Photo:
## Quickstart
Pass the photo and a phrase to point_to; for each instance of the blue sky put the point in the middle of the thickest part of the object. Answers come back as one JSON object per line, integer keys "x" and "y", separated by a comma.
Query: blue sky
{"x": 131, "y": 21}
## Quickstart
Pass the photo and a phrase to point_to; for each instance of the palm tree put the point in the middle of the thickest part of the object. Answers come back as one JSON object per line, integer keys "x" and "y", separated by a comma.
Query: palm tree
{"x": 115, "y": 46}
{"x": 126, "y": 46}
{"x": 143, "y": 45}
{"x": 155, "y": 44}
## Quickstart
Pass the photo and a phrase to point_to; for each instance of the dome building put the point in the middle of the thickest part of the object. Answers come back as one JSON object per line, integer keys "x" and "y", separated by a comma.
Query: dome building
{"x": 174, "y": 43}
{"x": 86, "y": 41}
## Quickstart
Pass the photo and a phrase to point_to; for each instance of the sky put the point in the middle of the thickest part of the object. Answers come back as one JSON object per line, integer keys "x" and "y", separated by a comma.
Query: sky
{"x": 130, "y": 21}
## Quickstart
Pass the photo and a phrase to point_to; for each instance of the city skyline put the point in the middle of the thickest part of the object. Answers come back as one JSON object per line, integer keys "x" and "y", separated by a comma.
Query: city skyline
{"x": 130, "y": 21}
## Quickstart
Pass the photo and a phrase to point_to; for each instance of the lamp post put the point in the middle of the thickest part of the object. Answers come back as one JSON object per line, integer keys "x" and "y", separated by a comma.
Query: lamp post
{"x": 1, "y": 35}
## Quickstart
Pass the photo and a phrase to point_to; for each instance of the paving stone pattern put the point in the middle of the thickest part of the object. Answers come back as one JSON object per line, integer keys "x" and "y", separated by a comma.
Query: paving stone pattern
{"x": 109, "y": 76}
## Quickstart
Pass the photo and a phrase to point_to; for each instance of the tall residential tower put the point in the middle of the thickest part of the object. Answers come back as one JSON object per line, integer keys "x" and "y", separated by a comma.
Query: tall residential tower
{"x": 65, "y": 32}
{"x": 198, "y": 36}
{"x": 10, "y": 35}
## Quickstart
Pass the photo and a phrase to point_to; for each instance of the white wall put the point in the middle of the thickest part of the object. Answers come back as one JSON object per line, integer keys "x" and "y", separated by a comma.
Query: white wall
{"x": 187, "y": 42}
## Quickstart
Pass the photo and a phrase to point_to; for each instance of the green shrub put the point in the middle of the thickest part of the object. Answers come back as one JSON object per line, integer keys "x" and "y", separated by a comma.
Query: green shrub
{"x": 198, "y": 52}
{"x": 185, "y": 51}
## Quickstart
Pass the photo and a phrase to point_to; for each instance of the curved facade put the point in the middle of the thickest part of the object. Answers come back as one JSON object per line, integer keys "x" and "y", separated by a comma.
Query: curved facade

☆ ☆ ☆ ☆

Aim =>
Find every line in the rows above that contains the string "stone", matching case exactly, and copy each of those lines.

Result for this task =>
Pass the photo and a phrase to point_to; for each instance of the paving stone pattern put the point in the middle of the thickest part of the object. Answers come back as one JSON object per line, integer keys "x" and "y", separated by a comma.
Query: paving stone pattern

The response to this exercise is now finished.